Extract provided:
::::::::::

Re: Repeal of section 958(b)(4) and the unintended consequences for Form 1099 reporting for foreign subsidiaries of foreign banks

Dear Messrs. Kautter and Paul:

The Institute of International Bankers (the “IIB”) would like to bring to your attention an unintended consequence resulting from the repeal of Internal Revenue Code section 958(b)(4) (the “Repeal”) by the Tax Cuts and Jobs Act of 2017 (TCJA). As described below, absent guidance from the Internal Revenue Service (IRS) and U.S. Treasury, the Repeal imposes new U.S. tax reporting obligations on foreign subsidiaries of foreign banks, if the bank has a U.S. subsidiary. Congress clearly did not intend that result. We ask that guidance be issued to eliminate the new reporting obligation, in conformity with Congressional intent. In light of the 2017 effective date,1 relief is needed quickly to prevent immediate and severe consequences for many financial institutions doing business in the United States.

::::::::::

Exercise set:
a. In the records, start at the line containing "In this picture, where can the wooden door" and end with the line containing "point(164, 27)". Copy those lines with "vaulted ceiling" swapped for "arched ceiling" and leave everything else untouched.
b. Write the next part of the letter on the repeal of section 958(b)(4), picking up after its last sentence.

::::::::::

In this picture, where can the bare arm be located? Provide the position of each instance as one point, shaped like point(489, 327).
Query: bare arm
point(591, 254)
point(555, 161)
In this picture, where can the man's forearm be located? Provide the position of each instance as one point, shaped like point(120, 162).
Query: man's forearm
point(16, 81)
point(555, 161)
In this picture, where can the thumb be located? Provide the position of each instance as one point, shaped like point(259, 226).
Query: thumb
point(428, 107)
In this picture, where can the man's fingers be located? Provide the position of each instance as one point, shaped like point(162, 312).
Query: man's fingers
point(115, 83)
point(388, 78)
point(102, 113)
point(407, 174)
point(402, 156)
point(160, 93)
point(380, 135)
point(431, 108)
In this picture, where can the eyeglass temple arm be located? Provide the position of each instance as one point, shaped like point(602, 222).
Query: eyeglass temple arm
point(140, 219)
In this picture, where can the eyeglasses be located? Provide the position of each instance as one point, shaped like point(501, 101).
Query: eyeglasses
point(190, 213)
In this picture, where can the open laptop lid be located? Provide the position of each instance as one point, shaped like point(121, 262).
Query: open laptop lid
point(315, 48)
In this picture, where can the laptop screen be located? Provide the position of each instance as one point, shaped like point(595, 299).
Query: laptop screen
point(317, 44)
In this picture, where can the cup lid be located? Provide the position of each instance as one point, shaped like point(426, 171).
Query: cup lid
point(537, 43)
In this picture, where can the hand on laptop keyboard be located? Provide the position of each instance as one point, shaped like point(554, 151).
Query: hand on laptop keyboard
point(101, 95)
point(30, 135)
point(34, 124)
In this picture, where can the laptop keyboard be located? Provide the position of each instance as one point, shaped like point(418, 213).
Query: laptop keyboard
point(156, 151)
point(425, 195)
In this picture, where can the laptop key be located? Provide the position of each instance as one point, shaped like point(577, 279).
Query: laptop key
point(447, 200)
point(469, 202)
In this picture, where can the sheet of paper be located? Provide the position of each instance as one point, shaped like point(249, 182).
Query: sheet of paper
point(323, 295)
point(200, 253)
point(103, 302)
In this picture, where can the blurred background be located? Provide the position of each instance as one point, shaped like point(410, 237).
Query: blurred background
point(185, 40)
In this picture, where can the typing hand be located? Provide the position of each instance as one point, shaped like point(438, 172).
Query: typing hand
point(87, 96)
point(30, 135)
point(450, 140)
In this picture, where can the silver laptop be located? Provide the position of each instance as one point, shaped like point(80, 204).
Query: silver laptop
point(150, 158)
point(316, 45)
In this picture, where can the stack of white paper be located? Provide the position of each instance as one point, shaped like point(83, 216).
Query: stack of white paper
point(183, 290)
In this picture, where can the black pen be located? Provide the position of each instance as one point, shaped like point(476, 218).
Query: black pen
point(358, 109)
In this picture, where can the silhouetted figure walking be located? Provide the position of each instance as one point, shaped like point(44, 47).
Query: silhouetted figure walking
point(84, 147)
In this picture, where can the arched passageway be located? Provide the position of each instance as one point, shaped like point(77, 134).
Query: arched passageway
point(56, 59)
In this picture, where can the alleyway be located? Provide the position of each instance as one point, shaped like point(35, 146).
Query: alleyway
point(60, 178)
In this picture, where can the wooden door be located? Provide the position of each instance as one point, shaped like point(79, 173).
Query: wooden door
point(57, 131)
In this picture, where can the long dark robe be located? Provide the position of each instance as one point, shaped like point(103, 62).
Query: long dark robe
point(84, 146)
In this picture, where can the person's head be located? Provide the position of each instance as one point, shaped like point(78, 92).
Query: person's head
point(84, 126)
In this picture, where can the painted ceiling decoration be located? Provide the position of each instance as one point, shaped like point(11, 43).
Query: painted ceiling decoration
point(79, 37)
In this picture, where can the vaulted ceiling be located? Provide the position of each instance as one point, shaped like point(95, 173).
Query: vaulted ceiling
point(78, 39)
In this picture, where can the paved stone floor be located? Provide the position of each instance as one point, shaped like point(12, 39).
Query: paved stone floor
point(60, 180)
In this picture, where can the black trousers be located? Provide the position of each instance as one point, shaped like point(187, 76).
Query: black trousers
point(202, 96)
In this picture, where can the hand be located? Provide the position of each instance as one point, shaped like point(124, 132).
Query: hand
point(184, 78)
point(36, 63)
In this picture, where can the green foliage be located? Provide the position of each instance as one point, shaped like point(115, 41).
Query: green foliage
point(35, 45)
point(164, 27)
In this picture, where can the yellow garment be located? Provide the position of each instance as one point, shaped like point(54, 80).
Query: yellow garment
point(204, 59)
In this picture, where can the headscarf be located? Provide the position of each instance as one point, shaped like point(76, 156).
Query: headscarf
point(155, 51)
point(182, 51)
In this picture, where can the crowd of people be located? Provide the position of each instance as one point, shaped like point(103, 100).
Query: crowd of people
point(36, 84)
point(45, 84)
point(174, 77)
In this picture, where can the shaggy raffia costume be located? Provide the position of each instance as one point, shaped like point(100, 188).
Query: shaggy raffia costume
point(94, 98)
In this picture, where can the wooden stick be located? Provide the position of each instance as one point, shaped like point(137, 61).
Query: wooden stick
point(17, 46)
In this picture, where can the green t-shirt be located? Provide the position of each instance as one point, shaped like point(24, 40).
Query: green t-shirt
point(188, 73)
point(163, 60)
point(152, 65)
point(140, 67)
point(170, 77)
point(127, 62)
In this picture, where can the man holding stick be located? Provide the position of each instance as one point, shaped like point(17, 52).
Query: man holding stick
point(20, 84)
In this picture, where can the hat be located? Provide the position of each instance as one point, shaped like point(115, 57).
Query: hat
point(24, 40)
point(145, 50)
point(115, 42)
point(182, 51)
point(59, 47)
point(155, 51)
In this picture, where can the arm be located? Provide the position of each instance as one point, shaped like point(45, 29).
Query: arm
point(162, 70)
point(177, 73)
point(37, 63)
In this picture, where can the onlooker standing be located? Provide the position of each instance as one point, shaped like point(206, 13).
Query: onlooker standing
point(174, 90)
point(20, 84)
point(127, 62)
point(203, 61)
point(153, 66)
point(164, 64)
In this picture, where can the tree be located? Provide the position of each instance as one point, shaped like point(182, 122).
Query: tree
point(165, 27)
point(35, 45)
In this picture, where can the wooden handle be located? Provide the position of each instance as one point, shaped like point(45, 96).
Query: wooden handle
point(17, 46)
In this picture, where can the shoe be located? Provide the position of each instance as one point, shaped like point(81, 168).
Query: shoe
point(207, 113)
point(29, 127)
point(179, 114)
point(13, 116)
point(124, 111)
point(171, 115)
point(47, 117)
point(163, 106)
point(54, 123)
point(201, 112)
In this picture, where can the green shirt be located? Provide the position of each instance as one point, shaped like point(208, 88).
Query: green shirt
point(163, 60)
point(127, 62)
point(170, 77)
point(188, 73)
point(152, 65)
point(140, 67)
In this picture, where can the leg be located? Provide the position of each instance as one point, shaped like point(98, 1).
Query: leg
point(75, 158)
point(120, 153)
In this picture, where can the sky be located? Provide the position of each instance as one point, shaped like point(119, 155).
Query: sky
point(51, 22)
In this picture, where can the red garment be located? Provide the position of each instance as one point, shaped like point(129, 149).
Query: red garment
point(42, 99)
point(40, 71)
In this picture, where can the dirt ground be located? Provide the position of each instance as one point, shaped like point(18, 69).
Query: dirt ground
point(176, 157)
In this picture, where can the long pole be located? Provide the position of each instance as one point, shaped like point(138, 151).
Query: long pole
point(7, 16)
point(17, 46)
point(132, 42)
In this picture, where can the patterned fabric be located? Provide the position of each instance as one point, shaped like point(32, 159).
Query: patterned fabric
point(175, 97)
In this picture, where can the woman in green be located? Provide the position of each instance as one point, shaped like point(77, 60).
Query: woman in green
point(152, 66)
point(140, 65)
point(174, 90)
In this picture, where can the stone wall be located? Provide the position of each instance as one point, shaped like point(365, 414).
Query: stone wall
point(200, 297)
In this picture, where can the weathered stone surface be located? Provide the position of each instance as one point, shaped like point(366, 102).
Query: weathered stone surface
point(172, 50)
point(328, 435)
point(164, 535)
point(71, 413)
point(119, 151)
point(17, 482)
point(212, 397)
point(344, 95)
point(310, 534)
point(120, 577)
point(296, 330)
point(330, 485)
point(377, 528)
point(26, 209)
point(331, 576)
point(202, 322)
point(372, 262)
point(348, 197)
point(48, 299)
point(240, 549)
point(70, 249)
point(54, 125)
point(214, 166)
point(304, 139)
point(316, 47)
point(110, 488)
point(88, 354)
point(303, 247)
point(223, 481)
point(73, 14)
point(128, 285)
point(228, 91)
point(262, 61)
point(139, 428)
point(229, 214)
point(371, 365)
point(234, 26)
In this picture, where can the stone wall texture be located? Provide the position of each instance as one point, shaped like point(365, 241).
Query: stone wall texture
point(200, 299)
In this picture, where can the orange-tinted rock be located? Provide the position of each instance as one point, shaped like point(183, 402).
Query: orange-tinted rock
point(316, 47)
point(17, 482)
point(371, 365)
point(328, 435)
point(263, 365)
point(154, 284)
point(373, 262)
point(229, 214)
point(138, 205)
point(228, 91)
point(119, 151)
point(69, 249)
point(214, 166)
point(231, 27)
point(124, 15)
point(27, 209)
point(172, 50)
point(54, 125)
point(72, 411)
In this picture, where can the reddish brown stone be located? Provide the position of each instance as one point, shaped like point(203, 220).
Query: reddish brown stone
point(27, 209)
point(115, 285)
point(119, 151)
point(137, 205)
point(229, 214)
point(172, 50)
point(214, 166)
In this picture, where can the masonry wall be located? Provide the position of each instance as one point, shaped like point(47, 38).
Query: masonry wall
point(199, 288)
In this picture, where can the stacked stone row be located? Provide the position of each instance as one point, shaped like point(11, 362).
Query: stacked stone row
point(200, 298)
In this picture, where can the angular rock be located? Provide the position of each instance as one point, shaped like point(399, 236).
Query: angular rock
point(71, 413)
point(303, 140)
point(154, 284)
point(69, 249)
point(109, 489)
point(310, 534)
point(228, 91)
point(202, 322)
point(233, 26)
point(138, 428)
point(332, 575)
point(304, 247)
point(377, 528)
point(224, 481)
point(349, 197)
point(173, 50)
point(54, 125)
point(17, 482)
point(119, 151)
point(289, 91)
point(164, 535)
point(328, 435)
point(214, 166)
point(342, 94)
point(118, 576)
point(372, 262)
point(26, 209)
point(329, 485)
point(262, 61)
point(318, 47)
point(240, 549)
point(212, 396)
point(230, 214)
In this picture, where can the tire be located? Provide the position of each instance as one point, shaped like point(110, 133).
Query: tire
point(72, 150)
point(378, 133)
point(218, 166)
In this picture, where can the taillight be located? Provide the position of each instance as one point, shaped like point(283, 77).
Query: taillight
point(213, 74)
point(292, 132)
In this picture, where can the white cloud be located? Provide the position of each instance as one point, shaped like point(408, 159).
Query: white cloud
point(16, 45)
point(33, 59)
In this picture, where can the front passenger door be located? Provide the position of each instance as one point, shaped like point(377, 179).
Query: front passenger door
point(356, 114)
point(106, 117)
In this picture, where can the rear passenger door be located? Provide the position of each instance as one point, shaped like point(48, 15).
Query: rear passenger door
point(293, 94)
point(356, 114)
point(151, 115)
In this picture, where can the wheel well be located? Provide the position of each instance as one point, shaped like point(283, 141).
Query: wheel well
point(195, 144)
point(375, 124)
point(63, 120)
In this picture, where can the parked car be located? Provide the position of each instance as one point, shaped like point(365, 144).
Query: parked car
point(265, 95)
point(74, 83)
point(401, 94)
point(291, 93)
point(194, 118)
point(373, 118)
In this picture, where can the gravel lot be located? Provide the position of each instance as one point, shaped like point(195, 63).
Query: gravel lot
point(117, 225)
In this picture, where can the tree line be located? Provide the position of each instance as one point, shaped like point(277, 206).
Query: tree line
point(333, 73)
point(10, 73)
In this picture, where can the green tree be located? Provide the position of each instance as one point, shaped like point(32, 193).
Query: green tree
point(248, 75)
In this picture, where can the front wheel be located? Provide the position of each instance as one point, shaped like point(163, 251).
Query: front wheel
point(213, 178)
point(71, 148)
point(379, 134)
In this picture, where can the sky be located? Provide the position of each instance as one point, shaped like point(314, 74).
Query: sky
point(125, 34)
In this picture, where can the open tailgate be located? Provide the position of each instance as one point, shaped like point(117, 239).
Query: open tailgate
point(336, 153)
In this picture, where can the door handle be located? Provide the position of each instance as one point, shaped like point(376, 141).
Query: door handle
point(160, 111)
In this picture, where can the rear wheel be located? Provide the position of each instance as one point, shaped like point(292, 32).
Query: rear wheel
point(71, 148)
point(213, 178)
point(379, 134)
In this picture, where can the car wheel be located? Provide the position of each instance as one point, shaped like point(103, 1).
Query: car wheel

::::::::::

Task-by-task answers:
a.
In this picture, where can the wooden door be located? Provide the position of each instance as one point, shaped like point(79, 173).
Query: wooden door
point(57, 131)
In this picture, where can the long dark robe be located? Provide the position of each instance as one point, shaped like point(103, 62).
Query: long dark robe
point(84, 146)
In this picture, where can the person's head be located? Provide the position of each instance as one point, shaped like point(78, 92).
Query: person's head
point(84, 126)
In this picture, where can the painted ceiling decoration be located? Provide the position of each instance as one point, shaped like point(11, 43).
Query: painted ceiling decoration
point(79, 37)
In this picture, where can the arched ceiling be located? Provide the position of each instance as one point, shaped like point(95, 173).
Query: arched ceiling
point(78, 39)
In this picture, where can the paved stone floor be located? Provide the position of each instance as one point, shaped like point(12, 39).
Query: paved stone floor
point(60, 180)
In this picture, where can the black trousers be located? Provide the position of each instance as one point, shaped like point(187, 76).
Query: black trousers
point(202, 96)
In this picture, where can the hand be located? Provide the position of each instance as one point, shaped like point(124, 132).
Query: hand
point(184, 78)
point(36, 63)
In this picture, where can the green foliage be located? Provide the position of each instance as one point, shaped like point(115, 41).
Query: green foliage
point(35, 45)
point(164, 27)

b.
The IIB represents internationally headquartered financial institutions from over 35 countries doing business in the United States. The IIB's members consist mostly of foreign banking organizations (“FBOs”) that conduct banking operations in the United States through branches, agencies and bank subsidiaries, and nonbanking operations through subsidiaries such as commercial lending firms, broker-dealers, investment advisers and insurance companies. Our members' U.S. banking assets are over $3.7 trillion, and their U.S. operations fund 25% of all commercial and industrial bank loans made in the United States, contributing to the vitality of U.S. capital markets. Additionally, our members play a key role in the distribution and market making for U.S. government securities, as foreign-owned primary dealers constitute 15 out of the 23 primary dealers in U.S. Treasury securities. Our members also provide services that are critical to connecting foreign customers to the U.S. market, and vice versa.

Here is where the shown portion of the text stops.